> [What to work on]:
**1)** According to the page extract, when and where was the first meeting held?
**2)** Please repeat the page extract between "Infectious diseases continue" and "other beneficial properties.", inclusive.
**3)** List every working group named in the page extract, with its number.

> [Page extract]:
>>>

Infectious diseases continue to exact a substantial toll on health and health-care resources – accounting for nearly a quarter of the estimated 52.8 million deaths annually, as well as hundreds of billions of dollars in lost productivity representing a significant percentage of global GDP. Microbial organisms, however, are also critical for healthy ecosystems, are sources of bioactive compounds and metabolic energy, and have a wealth of other beneficial properties.
Whole genome sequencing (WGS) is a powerful tool for understanding the evolution, prevalence and distribution of microbes in hosts and environments around the world owing to its higher resolution, greater efficiency, and cost-effectiveness over traditional genotyping methods.
The Global Microbial Identifier (GMI) envisions a global, real-time system for microbial DNA data and minimal metadata exchange and analysis for public health, food safety, agricultural, animal and environmental surveillance, investigations, as well as research and innovation. In September 2011, the first meeting was held in Brussels with the aim of developing a common platform and to better understand the potentials of an interactive microbiological genomic database. Since that initial meeting, GMI has held 11 international conferences in 9 countries across 3 continents. GMI has been a leader in the microbial genomics community, with a number of successes such as the development of MDM (the minimal metadata required for matching isolates), the creation of benchmark datasets for pipeline validation and tool comparisons for increase reproducibility in bioinformatics analyses, and establishing proficiency tests for quality assurance of NGS assays in laboratory settings. GMI accomplishes its goals and objectives through the efforts of four working groups; WG1 – Policy and networks, WG2 – Metadata standards and repositories, WG3 – Pipelines and analytical approaches, WG4 – Proficiency testing and ring trials.

<<<

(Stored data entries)
>>>

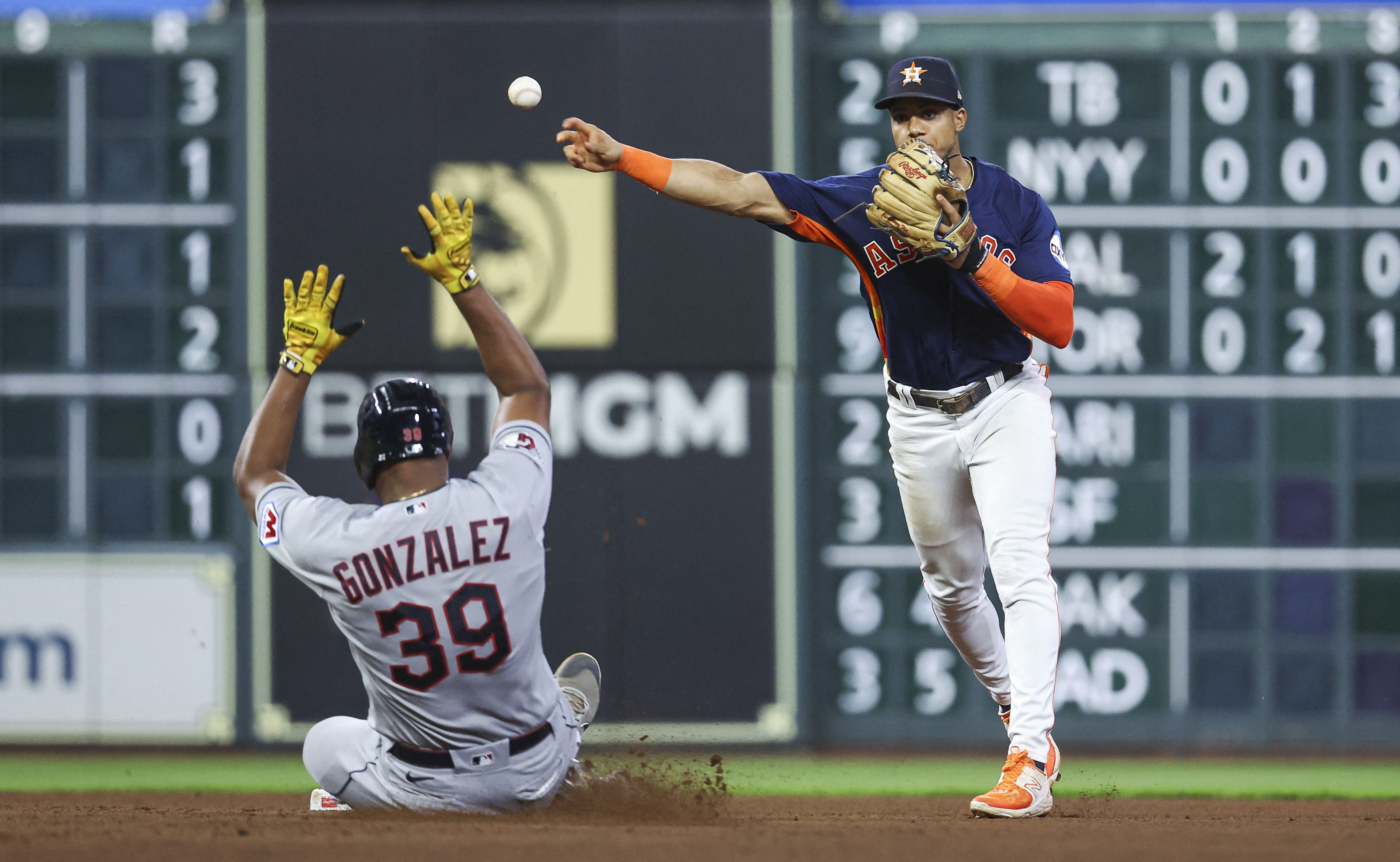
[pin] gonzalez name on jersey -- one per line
(439, 597)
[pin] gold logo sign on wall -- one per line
(544, 241)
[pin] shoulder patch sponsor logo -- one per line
(1058, 250)
(520, 441)
(269, 525)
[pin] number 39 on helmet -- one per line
(400, 420)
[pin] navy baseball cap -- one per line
(922, 78)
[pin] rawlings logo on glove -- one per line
(906, 203)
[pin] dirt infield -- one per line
(210, 827)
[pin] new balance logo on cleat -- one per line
(323, 801)
(1024, 790)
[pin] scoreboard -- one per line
(1228, 412)
(124, 377)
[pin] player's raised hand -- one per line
(308, 321)
(450, 262)
(589, 148)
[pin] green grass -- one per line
(759, 775)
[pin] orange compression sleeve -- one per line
(647, 169)
(1043, 310)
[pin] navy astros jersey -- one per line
(939, 329)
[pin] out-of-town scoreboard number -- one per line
(122, 348)
(1228, 489)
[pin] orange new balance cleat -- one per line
(1024, 791)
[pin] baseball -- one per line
(524, 93)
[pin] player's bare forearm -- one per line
(262, 457)
(694, 181)
(721, 189)
(507, 357)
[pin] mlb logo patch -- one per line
(269, 525)
(1058, 250)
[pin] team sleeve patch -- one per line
(269, 525)
(1058, 251)
(523, 441)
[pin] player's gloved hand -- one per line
(308, 325)
(451, 258)
(906, 203)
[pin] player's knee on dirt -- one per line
(324, 753)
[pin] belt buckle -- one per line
(957, 405)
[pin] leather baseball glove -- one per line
(308, 327)
(450, 261)
(906, 202)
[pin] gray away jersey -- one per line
(439, 595)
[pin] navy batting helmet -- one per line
(400, 420)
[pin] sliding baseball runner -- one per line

<<<

> [Numbered responses]:
**1)** In September 2011, in Brussels.

**2)**
Infectious diseases continue to exact a substantial toll on health and health-care resources – accounting for nearly a quarter of the estimated 52.8 million deaths annually, as well as hundreds of billions of dollars in lost productivity representing a significant percentage of global GDP. Microbial organisms, however, are also critical for healthy ecosystems, are sources of bioactive compounds and metabolic energy, and have a wealth of other beneficial properties.

**3)**
- WG1 – Policy and networks
- WG2 – Metadata standards and repositories
- WG3 – Pipelines and analytical approaches
- WG4 – Proficiency testing and ring trials